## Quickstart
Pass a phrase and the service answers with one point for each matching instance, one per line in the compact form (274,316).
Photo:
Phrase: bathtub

============================================================

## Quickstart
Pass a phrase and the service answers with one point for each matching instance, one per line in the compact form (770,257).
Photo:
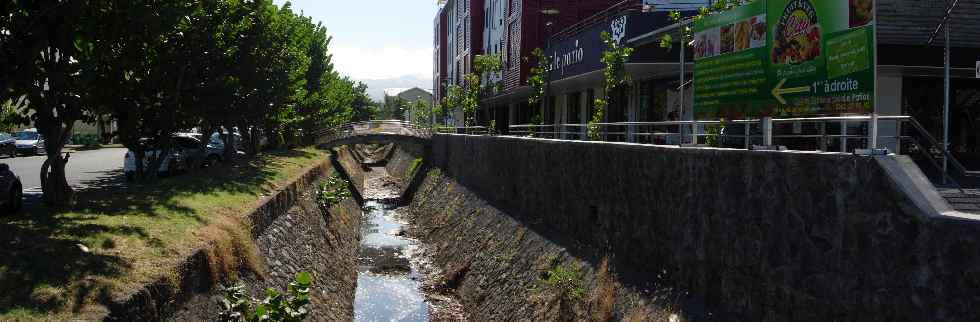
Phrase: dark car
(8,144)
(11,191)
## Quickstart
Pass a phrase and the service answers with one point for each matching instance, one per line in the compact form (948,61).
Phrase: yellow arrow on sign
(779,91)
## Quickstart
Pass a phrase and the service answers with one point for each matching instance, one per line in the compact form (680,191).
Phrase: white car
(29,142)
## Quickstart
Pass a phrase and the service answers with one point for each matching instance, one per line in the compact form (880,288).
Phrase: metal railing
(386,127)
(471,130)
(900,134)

============================================================

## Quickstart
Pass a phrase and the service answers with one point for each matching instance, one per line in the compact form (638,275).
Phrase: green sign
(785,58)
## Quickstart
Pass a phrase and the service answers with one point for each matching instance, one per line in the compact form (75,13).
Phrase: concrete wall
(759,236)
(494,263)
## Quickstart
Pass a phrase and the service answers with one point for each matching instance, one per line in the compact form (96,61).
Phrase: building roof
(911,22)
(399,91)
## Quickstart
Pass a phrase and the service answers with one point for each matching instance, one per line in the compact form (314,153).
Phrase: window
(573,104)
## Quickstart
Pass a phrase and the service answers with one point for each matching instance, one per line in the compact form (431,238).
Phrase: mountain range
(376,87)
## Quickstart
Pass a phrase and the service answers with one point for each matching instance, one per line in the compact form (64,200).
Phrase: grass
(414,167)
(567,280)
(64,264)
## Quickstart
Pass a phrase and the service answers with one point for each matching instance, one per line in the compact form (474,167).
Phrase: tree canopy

============================================================

## EXERCISE PROMPT
In the data above, retype exactly and only the lines between the one holding "compact form (314,153)." and the one holding "Phrase: tree canopy", inclusive.

## RESULT OF THIS EXERCISE
Pass a phrase and the service answers with one point for each matching instance, one per line in the compact form (314,153).
Phrase: window
(573,104)
## Quickstart
Pass a phrase and the service answers with one point for each matching instance, one per line in the compact form (431,238).
Phrase: mountain range
(376,87)
## Quickstart
Pass a phrase and the service answers with one point for each matching instance, one per line in the compact form (64,200).
Phrase: grass
(414,167)
(567,280)
(64,264)
## Quickstart
Pass a phrase and the service answers with one point for each matching instance, one per line in the compact form (474,167).
Phrase: tree canopy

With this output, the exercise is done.